» **About this task**
Return the following entries exactly, word for word.

» **Supplied data**
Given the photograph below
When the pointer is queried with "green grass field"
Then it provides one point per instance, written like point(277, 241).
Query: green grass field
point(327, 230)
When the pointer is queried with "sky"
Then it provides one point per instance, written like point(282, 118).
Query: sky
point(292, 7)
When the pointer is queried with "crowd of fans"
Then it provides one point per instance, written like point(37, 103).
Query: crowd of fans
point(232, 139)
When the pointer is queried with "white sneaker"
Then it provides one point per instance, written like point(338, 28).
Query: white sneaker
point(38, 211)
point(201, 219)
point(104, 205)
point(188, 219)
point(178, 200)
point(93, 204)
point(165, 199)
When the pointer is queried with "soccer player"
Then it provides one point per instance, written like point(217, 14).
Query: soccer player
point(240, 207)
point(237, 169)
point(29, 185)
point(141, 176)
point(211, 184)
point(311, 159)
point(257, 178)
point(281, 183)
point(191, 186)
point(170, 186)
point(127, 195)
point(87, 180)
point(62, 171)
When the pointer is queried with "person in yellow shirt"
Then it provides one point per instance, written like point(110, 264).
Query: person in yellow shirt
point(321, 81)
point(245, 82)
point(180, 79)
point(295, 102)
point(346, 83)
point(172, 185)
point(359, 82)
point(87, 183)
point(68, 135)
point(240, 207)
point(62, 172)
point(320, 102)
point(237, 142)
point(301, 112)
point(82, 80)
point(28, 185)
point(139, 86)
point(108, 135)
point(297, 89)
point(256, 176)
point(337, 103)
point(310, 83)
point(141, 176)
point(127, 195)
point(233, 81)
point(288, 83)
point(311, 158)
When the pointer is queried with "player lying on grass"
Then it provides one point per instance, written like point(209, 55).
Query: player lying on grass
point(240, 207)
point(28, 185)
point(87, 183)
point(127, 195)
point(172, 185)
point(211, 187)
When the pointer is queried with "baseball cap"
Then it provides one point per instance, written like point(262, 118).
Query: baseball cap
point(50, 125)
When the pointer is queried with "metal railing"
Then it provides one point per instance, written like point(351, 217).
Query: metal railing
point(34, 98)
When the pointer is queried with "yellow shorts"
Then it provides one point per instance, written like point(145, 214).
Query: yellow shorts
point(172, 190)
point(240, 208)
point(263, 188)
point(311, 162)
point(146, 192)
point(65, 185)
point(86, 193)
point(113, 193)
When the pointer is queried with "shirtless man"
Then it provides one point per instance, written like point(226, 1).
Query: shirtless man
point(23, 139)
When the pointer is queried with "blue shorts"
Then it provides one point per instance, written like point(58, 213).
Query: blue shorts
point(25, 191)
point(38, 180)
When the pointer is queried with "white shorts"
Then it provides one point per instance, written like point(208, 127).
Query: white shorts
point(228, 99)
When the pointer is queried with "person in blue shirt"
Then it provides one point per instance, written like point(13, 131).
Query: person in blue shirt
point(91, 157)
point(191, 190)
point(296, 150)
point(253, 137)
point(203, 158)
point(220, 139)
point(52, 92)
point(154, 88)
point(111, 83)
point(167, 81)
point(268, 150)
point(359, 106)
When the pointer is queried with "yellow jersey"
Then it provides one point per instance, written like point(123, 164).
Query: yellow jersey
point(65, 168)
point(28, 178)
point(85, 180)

» **Solution to this task**
Given the photograph below
When the pointer is queried with "green grass field"
Then it provides one point per instance, written like point(277, 241).
Query: green grass field
point(327, 230)
When the pointer is queried with "sky"
Then it provides one point per instance, written like point(282, 118).
Query: sky
point(292, 7)
When the pointer is queried with "crowd of fans"
Then it provides one point per instance, written like point(37, 103).
Query: crowd of fans
point(232, 139)
When the pointer is queried with "white sneaker"
Then it provides one point per instance, written like point(338, 28).
Query: white sneaker
point(38, 211)
point(201, 219)
point(104, 205)
point(188, 219)
point(178, 200)
point(93, 204)
point(165, 199)
When the pointer is queried with "soccer player"
Then it provides one point per instance, written like point(217, 14).
Query: soccer player
point(240, 207)
point(237, 169)
point(29, 185)
point(141, 176)
point(211, 184)
point(311, 159)
point(257, 178)
point(281, 183)
point(191, 186)
point(170, 186)
point(127, 195)
point(87, 180)
point(62, 171)
When the pointer is queried with "person in yellow shirt"
Then it provides one point per instance, written like point(110, 264).
Query: person in yellow shirt
point(321, 81)
point(245, 82)
point(180, 79)
point(295, 102)
point(346, 83)
point(172, 185)
point(359, 82)
point(87, 183)
point(68, 135)
point(240, 207)
point(62, 172)
point(320, 102)
point(237, 142)
point(301, 112)
point(82, 80)
point(28, 185)
point(139, 86)
point(108, 135)
point(297, 89)
point(256, 176)
point(337, 103)
point(310, 83)
point(141, 176)
point(127, 195)
point(233, 81)
point(288, 83)
point(311, 158)
When the pointer is queried with "player lying on grass"
Then it provides one point per instance, written like point(209, 55).
Query: player lying on grass
point(240, 207)
point(28, 185)
point(87, 183)
point(127, 195)
point(172, 185)
point(211, 187)
When the pointer is queried with "baseball cap"
Then it provides one point per instance, written like point(262, 118).
Query: baseball cap
point(50, 125)
When the pointer is queried with "metal railing"
Then it provides one point per instance, written like point(351, 217).
Query: metal railing
point(34, 98)
When the pointer is queried with "yellow shorts"
Then it provides one point per instance, written like point(145, 214).
Query: yellow shorts
point(172, 190)
point(240, 208)
point(263, 188)
point(311, 162)
point(146, 192)
point(65, 185)
point(86, 193)
point(113, 193)
When the pointer is queried with "shirtless man"
Then it provides one point per instance, written like point(226, 1).
Query: shirtless man
point(23, 139)
When the pointer is queried with "blue shorts"
Then it provides one point per instance, written like point(58, 213).
Query: blue shorts
point(25, 191)
point(38, 180)
When the pointer is queried with "white shorts"
Then it provides one point per instance, written like point(208, 127).
Query: white shorts
point(228, 99)
When the pointer is queried with "person in blue shirt"
Then it provides one point per instance, written like point(13, 131).
Query: person in blue shirt
point(91, 157)
point(191, 190)
point(296, 150)
point(253, 137)
point(203, 158)
point(220, 139)
point(52, 92)
point(154, 88)
point(111, 83)
point(167, 81)
point(268, 150)
point(359, 106)
When the pointer is queried with "yellow jersey"
Then it provides one point per instance, written like point(123, 164).
Query: yellow jersey
point(65, 168)
point(28, 178)
point(85, 180)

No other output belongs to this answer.